Vorgegebener Text:
━━━━

Übrigens: Auch wer noch keine Demenz-Diagnose hat, kann sich um einen Platz bewerben. Bei Awocura wissen sie um die typischen Anzeichen der Krankheit und dass es oft acht Monate braucht, bis die Patienten endlich einen Termin beim Neurologen bekommen.
>> Monatliche Kosten werden für jeden Mieter errechnet
- Interessenten können sich bei Beatrice Kallisch (Telefon 0203 3095618) oder Michaela Müntjes (Telefon 0203 39200678) melden.
- Voraussetzung für den Einzug in eine der WGs ist der Pflegegrad 2. „Wenn man den noch nicht hat, helfen wir gerne beim Antrag“, verspricht Kallisch.
- Die Kosten setzen sich aus Miete und Betriebsnebenkosten, Haushaltsgeld für Lebensmittel und kleine Anschaffungen sowie Pflege- und Betreuungskosten zusammen. Sie können individuell sehr unterschiedlich sein, werden daher für jeden Mieter errechnet.
- Neben den WGs wird es in dem Neubau noch 19 Seniorenwohnungen, eine U3-Betreuung für neun Kinder und die Büroräume des Pflegedienstes Nord geben.

━━━━

Untersuchte Daten:
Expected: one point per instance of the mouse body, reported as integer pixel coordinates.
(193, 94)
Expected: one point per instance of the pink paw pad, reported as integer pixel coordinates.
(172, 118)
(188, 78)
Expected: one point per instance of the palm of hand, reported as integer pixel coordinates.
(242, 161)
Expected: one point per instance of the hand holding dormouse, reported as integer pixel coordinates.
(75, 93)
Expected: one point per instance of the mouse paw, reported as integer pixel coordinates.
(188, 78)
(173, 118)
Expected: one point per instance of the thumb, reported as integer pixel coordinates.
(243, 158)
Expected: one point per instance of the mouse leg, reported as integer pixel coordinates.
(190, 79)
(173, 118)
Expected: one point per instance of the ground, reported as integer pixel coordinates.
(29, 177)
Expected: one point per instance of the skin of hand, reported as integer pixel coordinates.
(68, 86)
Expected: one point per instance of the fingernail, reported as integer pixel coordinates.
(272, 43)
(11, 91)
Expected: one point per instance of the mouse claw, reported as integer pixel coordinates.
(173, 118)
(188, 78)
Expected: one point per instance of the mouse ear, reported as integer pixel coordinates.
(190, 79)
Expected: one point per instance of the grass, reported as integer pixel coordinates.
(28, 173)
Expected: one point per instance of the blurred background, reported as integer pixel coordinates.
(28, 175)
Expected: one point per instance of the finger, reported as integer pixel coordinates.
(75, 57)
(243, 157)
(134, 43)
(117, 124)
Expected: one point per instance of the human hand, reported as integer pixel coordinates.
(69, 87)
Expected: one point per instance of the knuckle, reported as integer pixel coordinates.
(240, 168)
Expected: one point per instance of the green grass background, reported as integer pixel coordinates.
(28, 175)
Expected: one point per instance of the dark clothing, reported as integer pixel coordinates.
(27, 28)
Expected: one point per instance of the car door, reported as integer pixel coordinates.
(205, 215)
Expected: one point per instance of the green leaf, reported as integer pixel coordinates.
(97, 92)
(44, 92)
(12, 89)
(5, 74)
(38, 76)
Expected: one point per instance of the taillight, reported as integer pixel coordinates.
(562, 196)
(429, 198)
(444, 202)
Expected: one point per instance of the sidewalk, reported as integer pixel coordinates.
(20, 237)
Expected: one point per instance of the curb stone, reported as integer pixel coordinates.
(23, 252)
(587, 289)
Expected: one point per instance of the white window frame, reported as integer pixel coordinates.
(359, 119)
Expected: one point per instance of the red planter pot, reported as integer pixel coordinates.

━━━━

Selbst ausprobieren:
Welcher Pflegegrad ist laut dem Text über die Demenz-WGs Voraussetzung für den Einzug? Die Datensätze stammen aus einer anderen Quelle.

Lösung der Aufgabe:
Pflegegrad 2